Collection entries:
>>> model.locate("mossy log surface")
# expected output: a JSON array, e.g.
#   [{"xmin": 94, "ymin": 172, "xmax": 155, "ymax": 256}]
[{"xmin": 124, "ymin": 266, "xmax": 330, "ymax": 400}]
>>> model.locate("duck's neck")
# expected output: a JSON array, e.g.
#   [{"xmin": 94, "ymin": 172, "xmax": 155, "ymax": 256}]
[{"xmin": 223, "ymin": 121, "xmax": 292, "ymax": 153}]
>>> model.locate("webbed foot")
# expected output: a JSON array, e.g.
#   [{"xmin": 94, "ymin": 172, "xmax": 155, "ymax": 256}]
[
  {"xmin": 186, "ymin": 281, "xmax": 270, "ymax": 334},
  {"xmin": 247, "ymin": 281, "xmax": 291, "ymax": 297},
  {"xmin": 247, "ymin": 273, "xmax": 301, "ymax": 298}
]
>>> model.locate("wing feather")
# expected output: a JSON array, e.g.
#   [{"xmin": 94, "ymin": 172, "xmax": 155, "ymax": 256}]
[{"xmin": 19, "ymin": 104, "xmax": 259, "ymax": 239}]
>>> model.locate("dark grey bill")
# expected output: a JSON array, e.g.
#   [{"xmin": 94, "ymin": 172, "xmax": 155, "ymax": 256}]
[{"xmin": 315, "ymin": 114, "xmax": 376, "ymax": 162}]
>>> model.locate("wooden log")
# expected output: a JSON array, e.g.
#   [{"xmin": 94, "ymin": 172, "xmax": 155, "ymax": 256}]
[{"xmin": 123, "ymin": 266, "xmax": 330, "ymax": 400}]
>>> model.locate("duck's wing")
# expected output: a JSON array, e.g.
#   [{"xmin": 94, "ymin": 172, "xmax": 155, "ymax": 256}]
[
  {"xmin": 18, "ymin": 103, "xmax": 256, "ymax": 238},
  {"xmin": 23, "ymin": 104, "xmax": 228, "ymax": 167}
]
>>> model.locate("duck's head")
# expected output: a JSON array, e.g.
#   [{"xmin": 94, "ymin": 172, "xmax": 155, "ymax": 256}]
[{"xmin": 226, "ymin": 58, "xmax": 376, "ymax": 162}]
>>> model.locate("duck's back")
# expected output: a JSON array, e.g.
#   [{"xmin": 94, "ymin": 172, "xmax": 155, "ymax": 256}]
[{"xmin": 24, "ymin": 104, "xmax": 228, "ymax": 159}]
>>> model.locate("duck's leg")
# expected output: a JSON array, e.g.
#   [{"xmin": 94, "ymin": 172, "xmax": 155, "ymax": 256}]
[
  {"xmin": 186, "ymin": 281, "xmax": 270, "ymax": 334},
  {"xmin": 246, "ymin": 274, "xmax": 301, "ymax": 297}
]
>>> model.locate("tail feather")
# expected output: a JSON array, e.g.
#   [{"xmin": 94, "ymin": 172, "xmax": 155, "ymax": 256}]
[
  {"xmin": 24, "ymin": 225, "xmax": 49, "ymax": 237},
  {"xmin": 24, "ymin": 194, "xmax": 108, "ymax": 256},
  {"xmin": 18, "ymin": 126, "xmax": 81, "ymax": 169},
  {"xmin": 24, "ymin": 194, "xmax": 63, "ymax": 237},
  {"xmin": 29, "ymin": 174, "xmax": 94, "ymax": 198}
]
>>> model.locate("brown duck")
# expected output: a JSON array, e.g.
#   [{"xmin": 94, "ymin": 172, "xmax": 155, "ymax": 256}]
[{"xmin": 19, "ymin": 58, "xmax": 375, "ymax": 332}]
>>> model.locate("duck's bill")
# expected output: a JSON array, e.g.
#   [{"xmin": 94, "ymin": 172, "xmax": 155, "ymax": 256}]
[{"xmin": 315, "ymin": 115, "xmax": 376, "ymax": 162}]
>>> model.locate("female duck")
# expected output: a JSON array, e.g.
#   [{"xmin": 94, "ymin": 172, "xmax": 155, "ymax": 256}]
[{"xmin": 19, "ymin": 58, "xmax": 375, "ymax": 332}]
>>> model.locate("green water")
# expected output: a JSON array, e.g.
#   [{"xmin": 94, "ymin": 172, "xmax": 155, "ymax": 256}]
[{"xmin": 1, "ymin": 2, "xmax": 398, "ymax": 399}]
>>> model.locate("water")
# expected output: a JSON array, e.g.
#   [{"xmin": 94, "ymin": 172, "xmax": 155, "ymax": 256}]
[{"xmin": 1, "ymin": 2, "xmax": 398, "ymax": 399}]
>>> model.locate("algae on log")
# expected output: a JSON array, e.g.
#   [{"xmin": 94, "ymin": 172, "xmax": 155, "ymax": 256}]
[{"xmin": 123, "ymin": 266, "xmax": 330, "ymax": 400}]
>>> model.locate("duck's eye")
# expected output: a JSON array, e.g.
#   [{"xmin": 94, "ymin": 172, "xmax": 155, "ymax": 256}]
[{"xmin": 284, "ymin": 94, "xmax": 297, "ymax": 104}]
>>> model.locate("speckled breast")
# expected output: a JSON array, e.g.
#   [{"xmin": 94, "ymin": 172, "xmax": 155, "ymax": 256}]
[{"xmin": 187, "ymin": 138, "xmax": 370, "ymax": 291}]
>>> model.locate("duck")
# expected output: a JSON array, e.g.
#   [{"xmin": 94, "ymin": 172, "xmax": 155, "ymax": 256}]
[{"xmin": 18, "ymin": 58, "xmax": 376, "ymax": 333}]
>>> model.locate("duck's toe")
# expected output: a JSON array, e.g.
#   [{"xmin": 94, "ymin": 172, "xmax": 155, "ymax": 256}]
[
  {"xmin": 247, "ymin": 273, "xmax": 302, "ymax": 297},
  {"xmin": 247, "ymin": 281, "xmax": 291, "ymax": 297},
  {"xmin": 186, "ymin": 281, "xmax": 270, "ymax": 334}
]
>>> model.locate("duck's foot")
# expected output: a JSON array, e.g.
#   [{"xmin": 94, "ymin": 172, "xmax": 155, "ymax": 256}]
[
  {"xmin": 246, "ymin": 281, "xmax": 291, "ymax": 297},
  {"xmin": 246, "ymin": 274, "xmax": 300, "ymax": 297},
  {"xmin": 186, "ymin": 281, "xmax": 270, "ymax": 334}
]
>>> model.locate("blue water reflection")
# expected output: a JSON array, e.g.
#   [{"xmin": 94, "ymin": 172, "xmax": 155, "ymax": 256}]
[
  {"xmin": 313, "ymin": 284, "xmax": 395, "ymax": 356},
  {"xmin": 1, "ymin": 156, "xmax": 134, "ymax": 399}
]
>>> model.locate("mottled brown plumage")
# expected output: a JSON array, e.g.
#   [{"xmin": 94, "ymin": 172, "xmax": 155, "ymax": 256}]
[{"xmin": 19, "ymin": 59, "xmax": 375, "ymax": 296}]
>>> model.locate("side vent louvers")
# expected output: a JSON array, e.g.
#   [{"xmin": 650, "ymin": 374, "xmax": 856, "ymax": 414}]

- Required action -
Copy out the full set of entries without altering anything.

- Solved problem -
>>> model.locate("mossy log surface")
# expected output: a JSON array, e.g.
#   [{"xmin": 94, "ymin": 172, "xmax": 155, "ymax": 256}]
[{"xmin": 124, "ymin": 266, "xmax": 330, "ymax": 400}]
>>> model.locate("duck's neck")
# expected output: a JSON array, e.g.
#   [{"xmin": 94, "ymin": 172, "xmax": 155, "ymax": 256}]
[{"xmin": 223, "ymin": 121, "xmax": 292, "ymax": 153}]
>>> model.locate("webbed foot")
# expected output: a JSON array, e.g.
#   [{"xmin": 94, "ymin": 172, "xmax": 155, "ymax": 256}]
[
  {"xmin": 186, "ymin": 281, "xmax": 270, "ymax": 334},
  {"xmin": 247, "ymin": 281, "xmax": 291, "ymax": 297},
  {"xmin": 247, "ymin": 273, "xmax": 301, "ymax": 298}
]
>>> model.locate("wing feather")
# expected output: a JSON array, e.g.
#   [{"xmin": 94, "ymin": 172, "xmax": 155, "ymax": 256}]
[{"xmin": 19, "ymin": 104, "xmax": 259, "ymax": 239}]
>>> model.locate("dark grey bill")
# expected output: a JSON array, e.g.
#   [{"xmin": 94, "ymin": 172, "xmax": 155, "ymax": 256}]
[{"xmin": 315, "ymin": 114, "xmax": 376, "ymax": 162}]
>>> model.locate("wooden log")
# expected output: a JSON array, e.g.
#   [{"xmin": 94, "ymin": 172, "xmax": 155, "ymax": 256}]
[{"xmin": 123, "ymin": 266, "xmax": 330, "ymax": 400}]
>>> model.locate("duck's wing")
# expected output: a JSON array, e.g.
#   [{"xmin": 94, "ymin": 172, "xmax": 155, "ymax": 256}]
[
  {"xmin": 18, "ymin": 103, "xmax": 256, "ymax": 238},
  {"xmin": 23, "ymin": 104, "xmax": 228, "ymax": 167}
]
>>> model.locate("duck's head")
# expected output: a JSON array, e.g.
#   [{"xmin": 94, "ymin": 172, "xmax": 155, "ymax": 256}]
[{"xmin": 226, "ymin": 58, "xmax": 376, "ymax": 162}]
>>> model.locate("duck's back")
# expected output: a JSON array, e.g.
#   [{"xmin": 94, "ymin": 172, "xmax": 155, "ymax": 256}]
[{"xmin": 24, "ymin": 104, "xmax": 228, "ymax": 159}]
>>> model.locate("duck's leg")
# expected output: a JSON array, e.g.
#   [{"xmin": 94, "ymin": 172, "xmax": 155, "ymax": 256}]
[
  {"xmin": 186, "ymin": 281, "xmax": 270, "ymax": 334},
  {"xmin": 246, "ymin": 274, "xmax": 301, "ymax": 297}
]
>>> model.locate("tail feather")
# expected output: a JSON array, e.g.
#   [{"xmin": 94, "ymin": 172, "xmax": 155, "ymax": 256}]
[
  {"xmin": 24, "ymin": 225, "xmax": 49, "ymax": 237},
  {"xmin": 24, "ymin": 194, "xmax": 108, "ymax": 256},
  {"xmin": 18, "ymin": 126, "xmax": 81, "ymax": 169},
  {"xmin": 24, "ymin": 194, "xmax": 63, "ymax": 237},
  {"xmin": 29, "ymin": 174, "xmax": 94, "ymax": 198}
]
>>> model.locate("brown duck")
# expected output: a JSON array, e.g.
#   [{"xmin": 94, "ymin": 172, "xmax": 155, "ymax": 256}]
[{"xmin": 19, "ymin": 58, "xmax": 375, "ymax": 332}]
>>> model.locate("duck's bill")
# expected output: a JSON array, e.g.
#   [{"xmin": 94, "ymin": 172, "xmax": 155, "ymax": 256}]
[{"xmin": 315, "ymin": 115, "xmax": 376, "ymax": 162}]
>>> model.locate("female duck")
# expected output: a JSON array, e.g.
#   [{"xmin": 94, "ymin": 172, "xmax": 155, "ymax": 256}]
[{"xmin": 19, "ymin": 58, "xmax": 375, "ymax": 332}]
>>> model.locate("green water")
# expected output: a JSON array, e.g.
#   [{"xmin": 94, "ymin": 172, "xmax": 155, "ymax": 256}]
[{"xmin": 1, "ymin": 2, "xmax": 398, "ymax": 399}]
>>> model.locate("water")
# expected output: a JSON array, e.g.
#   [{"xmin": 94, "ymin": 172, "xmax": 155, "ymax": 256}]
[{"xmin": 1, "ymin": 2, "xmax": 398, "ymax": 399}]
>>> model.locate("algae on log")
# expected output: a JSON array, e.g.
#   [{"xmin": 94, "ymin": 172, "xmax": 155, "ymax": 256}]
[{"xmin": 123, "ymin": 266, "xmax": 330, "ymax": 400}]
>>> model.locate("duck's eye")
# expected output: a JSON array, e.g.
#   [{"xmin": 94, "ymin": 172, "xmax": 155, "ymax": 256}]
[{"xmin": 284, "ymin": 94, "xmax": 297, "ymax": 104}]
>>> model.locate("speckled breast")
# expected output: a JSON array, e.g.
#   [{"xmin": 94, "ymin": 172, "xmax": 155, "ymax": 256}]
[{"xmin": 187, "ymin": 138, "xmax": 370, "ymax": 291}]
>>> model.locate("duck")
# expected output: a JSON array, e.g.
#   [{"xmin": 94, "ymin": 172, "xmax": 155, "ymax": 256}]
[{"xmin": 18, "ymin": 58, "xmax": 376, "ymax": 333}]
>>> model.locate("duck's toe")
# expected output: a JSON array, e.g.
#   [{"xmin": 94, "ymin": 172, "xmax": 155, "ymax": 256}]
[
  {"xmin": 247, "ymin": 273, "xmax": 302, "ymax": 297},
  {"xmin": 247, "ymin": 281, "xmax": 291, "ymax": 297},
  {"xmin": 186, "ymin": 281, "xmax": 270, "ymax": 334}
]
>>> model.locate("duck's foot")
# expected output: a JSON array, e.g.
#   [{"xmin": 94, "ymin": 172, "xmax": 155, "ymax": 256}]
[
  {"xmin": 246, "ymin": 281, "xmax": 291, "ymax": 297},
  {"xmin": 246, "ymin": 274, "xmax": 300, "ymax": 297},
  {"xmin": 186, "ymin": 281, "xmax": 270, "ymax": 334}
]
>>> model.locate("blue water reflection")
# expected output: a JSON array, e.g.
#   [{"xmin": 94, "ymin": 172, "xmax": 155, "ymax": 256}]
[
  {"xmin": 313, "ymin": 284, "xmax": 395, "ymax": 356},
  {"xmin": 1, "ymin": 156, "xmax": 134, "ymax": 399}
]
>>> model.locate("mottled brown plumage")
# expected output: a JSON array, e.g.
#   [{"xmin": 94, "ymin": 172, "xmax": 155, "ymax": 256}]
[{"xmin": 19, "ymin": 59, "xmax": 375, "ymax": 296}]
>>> model.locate("side vent louvers")
# expected output: a JSON array, e.g.
#   [{"xmin": 650, "ymin": 374, "xmax": 856, "ymax": 414}]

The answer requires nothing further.